> About this task: The required output is a word-for-word restatement of the material below, from the line with "Target: blue shorts" through its last line, inclusive.

━━━

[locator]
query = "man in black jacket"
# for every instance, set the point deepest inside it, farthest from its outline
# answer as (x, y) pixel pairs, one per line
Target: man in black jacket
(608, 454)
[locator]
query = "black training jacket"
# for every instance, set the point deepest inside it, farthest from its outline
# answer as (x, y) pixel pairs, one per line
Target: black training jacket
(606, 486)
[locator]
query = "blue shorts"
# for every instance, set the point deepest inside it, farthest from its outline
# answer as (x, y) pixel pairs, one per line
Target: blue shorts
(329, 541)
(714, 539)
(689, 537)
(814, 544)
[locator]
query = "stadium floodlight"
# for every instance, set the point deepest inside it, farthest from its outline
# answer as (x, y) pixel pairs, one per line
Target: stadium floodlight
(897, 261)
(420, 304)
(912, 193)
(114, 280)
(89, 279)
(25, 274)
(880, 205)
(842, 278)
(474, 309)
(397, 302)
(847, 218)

━━━

> Answer to this problem:
Target: blue shorts
(329, 541)
(714, 539)
(689, 537)
(814, 544)
[locator]
query = "stadium floodlight"
# for every instance, set the point deepest inside it, farthest from its outline
# answer as (x, y) pixel pairs, one per line
Target: stadium floodlight
(897, 261)
(420, 304)
(912, 193)
(114, 280)
(89, 279)
(25, 274)
(880, 205)
(842, 278)
(474, 309)
(397, 302)
(847, 218)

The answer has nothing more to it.